Objective: Convert every line below, from the line containing "Question. Provide the position of each instance of the clenched" down to the line containing "x=230 y=136", into a Markdown table with the columns Row and Line, numbering each row and skipping blank lines.

======

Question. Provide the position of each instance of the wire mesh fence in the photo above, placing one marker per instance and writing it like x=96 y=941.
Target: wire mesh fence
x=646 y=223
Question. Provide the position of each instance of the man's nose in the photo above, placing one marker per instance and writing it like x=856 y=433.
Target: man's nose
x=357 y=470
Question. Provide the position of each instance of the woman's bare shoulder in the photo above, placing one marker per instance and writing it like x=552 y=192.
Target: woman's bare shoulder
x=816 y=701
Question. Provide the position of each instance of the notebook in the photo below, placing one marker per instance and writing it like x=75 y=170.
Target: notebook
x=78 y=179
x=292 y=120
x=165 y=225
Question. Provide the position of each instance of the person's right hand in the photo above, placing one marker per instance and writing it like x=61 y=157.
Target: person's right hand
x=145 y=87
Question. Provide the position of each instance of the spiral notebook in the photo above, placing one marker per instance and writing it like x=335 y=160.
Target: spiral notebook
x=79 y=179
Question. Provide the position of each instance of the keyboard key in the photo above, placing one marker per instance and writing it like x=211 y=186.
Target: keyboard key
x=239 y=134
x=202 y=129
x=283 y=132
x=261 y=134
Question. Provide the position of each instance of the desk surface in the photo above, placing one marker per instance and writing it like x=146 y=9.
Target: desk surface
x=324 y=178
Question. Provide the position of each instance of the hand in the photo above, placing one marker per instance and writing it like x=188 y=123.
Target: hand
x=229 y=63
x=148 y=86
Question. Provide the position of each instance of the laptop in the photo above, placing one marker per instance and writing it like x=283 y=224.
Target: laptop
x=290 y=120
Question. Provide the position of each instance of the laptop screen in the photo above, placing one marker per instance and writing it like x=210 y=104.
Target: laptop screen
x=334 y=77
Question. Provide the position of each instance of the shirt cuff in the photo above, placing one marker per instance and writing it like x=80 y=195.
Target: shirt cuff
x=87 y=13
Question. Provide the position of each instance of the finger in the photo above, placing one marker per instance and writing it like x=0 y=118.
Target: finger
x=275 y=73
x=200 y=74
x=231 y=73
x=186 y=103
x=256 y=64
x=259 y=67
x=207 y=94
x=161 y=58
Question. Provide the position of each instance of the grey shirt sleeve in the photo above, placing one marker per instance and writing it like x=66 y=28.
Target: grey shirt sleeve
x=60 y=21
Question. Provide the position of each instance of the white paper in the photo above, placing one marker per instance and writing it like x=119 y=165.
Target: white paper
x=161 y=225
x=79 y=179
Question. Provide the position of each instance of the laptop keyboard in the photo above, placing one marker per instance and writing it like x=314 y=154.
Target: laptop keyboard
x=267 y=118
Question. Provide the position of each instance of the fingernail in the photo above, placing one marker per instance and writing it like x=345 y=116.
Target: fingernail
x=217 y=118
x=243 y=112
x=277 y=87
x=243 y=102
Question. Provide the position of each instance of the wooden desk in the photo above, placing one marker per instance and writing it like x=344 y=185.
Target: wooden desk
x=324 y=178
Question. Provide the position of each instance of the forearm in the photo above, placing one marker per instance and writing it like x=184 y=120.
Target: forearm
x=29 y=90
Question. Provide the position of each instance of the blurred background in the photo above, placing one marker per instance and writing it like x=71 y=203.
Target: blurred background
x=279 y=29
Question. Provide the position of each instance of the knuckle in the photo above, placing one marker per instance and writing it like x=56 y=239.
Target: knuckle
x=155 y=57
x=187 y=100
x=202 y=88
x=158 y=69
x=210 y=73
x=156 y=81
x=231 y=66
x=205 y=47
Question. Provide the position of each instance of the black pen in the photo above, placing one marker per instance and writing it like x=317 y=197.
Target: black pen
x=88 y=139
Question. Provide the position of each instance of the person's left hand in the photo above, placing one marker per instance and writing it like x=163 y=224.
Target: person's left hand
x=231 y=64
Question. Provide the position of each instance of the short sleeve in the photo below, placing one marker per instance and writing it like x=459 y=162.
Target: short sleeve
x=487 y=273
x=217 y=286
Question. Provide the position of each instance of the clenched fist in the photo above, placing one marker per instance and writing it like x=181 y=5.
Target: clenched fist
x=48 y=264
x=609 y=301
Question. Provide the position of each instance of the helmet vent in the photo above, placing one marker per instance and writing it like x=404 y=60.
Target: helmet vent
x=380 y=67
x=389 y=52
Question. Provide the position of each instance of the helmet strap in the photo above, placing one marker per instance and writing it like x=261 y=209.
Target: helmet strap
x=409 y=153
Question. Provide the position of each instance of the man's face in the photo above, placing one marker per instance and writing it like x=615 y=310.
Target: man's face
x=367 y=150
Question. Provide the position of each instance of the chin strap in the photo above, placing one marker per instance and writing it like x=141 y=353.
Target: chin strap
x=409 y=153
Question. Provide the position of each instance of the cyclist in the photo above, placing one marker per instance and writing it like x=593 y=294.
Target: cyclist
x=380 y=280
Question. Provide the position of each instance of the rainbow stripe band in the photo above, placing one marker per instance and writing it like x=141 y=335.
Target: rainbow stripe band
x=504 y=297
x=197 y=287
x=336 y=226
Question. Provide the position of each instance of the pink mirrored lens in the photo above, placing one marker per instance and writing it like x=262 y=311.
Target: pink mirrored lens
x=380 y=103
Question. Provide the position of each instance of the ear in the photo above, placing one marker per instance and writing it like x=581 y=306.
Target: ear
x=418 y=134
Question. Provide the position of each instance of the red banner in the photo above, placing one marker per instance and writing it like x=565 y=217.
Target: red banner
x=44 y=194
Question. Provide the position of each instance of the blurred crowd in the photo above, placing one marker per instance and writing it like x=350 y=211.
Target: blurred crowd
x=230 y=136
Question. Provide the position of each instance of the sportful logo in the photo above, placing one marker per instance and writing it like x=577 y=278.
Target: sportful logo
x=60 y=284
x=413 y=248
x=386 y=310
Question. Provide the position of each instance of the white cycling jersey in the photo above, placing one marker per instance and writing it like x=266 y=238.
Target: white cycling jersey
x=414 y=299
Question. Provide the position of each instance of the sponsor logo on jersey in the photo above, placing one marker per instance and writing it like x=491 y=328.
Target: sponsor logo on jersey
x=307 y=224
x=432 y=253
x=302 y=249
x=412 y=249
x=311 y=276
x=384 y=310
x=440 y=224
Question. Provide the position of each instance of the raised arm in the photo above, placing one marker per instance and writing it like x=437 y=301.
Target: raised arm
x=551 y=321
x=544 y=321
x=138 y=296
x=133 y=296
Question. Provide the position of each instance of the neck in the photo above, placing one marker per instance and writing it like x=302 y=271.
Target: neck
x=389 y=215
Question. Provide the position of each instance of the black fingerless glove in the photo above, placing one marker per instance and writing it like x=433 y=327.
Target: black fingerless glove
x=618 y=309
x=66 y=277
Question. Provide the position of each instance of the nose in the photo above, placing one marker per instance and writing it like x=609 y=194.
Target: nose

======

Response:
| Row | Line |
|---|---|
| 1 | Question. Provide the position of each instance of the clenched fist in the photo above, placing one marker per instance and writing it like x=181 y=5. |
| 2 | Target: clenched fist |
| 3 | x=48 y=264 |
| 4 | x=609 y=301 |
| 5 | Question. Provide the position of each instance of the helmet vent in the photo above, placing one marker per instance and writing it like x=404 y=60. |
| 6 | Target: helmet vent |
| 7 | x=380 y=67 |
| 8 | x=389 y=52 |
| 9 | Question. Provide the position of each instance of the helmet strap in the photo above, placing one marker per instance and writing it like x=261 y=209. |
| 10 | Target: helmet strap |
| 11 | x=409 y=153 |
| 12 | Question. Provide the position of each instance of the man's face in the photo above, placing one marker per instance and writing it like x=615 y=310. |
| 13 | Target: man's face |
| 14 | x=367 y=150 |
| 15 | Question. Provide the position of each instance of the chin strap in the photo above, placing one marker per instance and writing it like x=141 y=353. |
| 16 | Target: chin strap |
| 17 | x=409 y=153 |
| 18 | Question. Provide the position of each instance of the cyclist in the photo above, placing one marker per instance and writing it like x=593 y=294. |
| 19 | Target: cyclist |
| 20 | x=380 y=280 |
| 21 | Question. Provide the position of each instance of the rainbow stripe band in the photo above, placing one marker per instance and writing it like x=141 y=335. |
| 22 | Target: rainbow stripe band |
| 23 | x=504 y=297 |
| 24 | x=197 y=287 |
| 25 | x=336 y=226 |
| 26 | Question. Provide the position of each instance of the pink mirrored lens in the photo above, placing one marker per instance and writing it like x=262 y=311. |
| 27 | Target: pink mirrored lens |
| 28 | x=380 y=103 |
| 29 | Question. Provide the position of each instance of the ear in the photo above, placing one marker per instance and writing it like x=581 y=306. |
| 30 | Target: ear |
| 31 | x=418 y=134 |
| 32 | Question. Provide the position of each instance of the red banner in the photo above, placing one marker per instance and writing it like x=565 y=217. |
| 33 | Target: red banner |
| 34 | x=44 y=194 |
| 35 | Question. Provide the position of each instance of the blurred crowd in the photo above, placing one marker per instance and writing it like x=350 y=211. |
| 36 | Target: blurred crowd |
| 37 | x=230 y=136 |